EXCERPTED PASSAGE:
........

Originally, Narasimhan dedicated time and resources to training an off-the-shelf model to deliver accurate, performant outputs. “The results were not great,” Narasimhan put it simply. “The rules to moderate the reviews were complex, and even fine-tuning did not deliver the results we needed. I had to capture all the rules in the prompt to achieve the desirable result, so there was no flexibility for edge cases.” He then experimented with prompt engineering of off-the-shelf models but found it challenging to compare the outputs of different models.

Narasimhan turned to Databricks to experiment with alternatives, specifically Databricks Model Serving, which consolidates widely used third-party LLM providers in the same view as custom-served models within a unified environment where users can easily manage permissions and set rate limits. “Using Databricks, it became very easy to switch between commercially available models and compare the results to see which one worked better.”

Concluded Narasimhan, “What we are using now is GPT-4 that is called through Databricks Model Serving endpoints with a lot of custom prompts on how to moderate it, and that has worked the best for us.” Their custom prompt instructions direct the model whether to accept or reject a review — in a matter of seconds, not hours.

Resolving data governance overhead with the Data Intelligence Platform

Edmunds Staff Engineer Sam Shuster shared his pain regarding data governance. “Having to use IAM roles to govern access to data resulted in a lot of overhead in IAM for very coarse access. And unless we did an extensive search in GitLab and Slack, we had little insight into the dependencies of our pipelines.” This was before Edmunds turned to the Databricks Data Intelligence Platform to power their generative AI workloads. To solve data governance issues, Shuster’s team decided to migrate to Databricks Unity Catalog in place of using their existing workspaces. They used external tables for the majority of their important pipelines, so they created metadata sync scripts to keep these tables in sync with Unity Catalog — all while not having to worry about keeping the actual data in sync themselves. After Shuster’s team migrated some of the core pipelines, the rest of the teams at Edmunds could switch to the new Unity Catalog cluster policies at their convenience over the course of a year.

........

DATA SUPPLIED:

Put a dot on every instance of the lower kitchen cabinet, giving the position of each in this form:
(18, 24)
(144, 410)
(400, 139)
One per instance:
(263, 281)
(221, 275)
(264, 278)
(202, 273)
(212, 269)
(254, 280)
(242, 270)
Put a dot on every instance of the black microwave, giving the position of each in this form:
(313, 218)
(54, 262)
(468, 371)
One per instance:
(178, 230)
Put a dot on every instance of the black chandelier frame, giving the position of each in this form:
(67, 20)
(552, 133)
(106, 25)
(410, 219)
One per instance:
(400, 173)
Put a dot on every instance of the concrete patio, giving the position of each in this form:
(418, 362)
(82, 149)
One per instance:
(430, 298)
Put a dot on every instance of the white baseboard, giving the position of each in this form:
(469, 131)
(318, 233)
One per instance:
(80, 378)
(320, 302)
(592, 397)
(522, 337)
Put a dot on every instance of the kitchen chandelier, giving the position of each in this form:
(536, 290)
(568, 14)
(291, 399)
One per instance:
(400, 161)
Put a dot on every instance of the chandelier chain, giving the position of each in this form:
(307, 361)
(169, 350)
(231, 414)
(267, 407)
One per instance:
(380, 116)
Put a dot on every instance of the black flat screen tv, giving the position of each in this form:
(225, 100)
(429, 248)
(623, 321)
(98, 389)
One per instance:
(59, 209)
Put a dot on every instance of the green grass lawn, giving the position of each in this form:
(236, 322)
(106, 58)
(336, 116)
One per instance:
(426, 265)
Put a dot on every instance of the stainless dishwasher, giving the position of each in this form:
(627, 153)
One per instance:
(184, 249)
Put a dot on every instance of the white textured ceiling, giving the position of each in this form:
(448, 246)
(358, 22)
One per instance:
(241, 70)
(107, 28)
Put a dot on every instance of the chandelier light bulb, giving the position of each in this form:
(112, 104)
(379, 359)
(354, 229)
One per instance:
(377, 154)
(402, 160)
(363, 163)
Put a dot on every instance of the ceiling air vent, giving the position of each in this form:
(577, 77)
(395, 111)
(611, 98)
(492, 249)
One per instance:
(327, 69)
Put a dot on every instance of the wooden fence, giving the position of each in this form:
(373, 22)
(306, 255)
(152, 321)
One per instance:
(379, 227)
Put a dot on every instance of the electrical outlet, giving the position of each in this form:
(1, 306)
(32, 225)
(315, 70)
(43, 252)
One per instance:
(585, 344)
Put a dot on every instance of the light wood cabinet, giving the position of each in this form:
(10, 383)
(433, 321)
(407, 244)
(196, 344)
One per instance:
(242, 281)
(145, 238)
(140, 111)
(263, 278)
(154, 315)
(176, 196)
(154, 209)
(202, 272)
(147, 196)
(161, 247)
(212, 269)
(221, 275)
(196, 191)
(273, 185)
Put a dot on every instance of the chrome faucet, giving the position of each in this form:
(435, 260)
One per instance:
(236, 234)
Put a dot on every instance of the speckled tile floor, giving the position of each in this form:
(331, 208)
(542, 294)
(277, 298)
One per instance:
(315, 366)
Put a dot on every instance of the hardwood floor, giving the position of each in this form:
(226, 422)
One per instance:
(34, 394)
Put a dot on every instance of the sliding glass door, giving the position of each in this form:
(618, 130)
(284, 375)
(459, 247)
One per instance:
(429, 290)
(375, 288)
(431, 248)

........

ACTIVITY: From the excerpt on review moderation and data governance, copy the passage starting at "Narasimhan turned to" and ending at "seconds, not hours.".

YOUR RESPONSE:
Narasimhan turned to Databricks to experiment with alternatives, specifically Databricks Model Serving, which consolidates widely used third-party LLM providers in the same view as custom-served models within a unified environment where users can easily manage permissions and set rate limits. “Using Databricks, it became very easy to switch between commercially available models and compare the results to see which one worked better.”

Concluded Narasimhan, “What we are using now is GPT-4 that is called through Databricks Model Serving endpoints with a lot of custom prompts on how to moderate it, and that has worked the best for us.” Their custom prompt instructions direct the model whether to accept or reject a review — in a matter of seconds, not hours.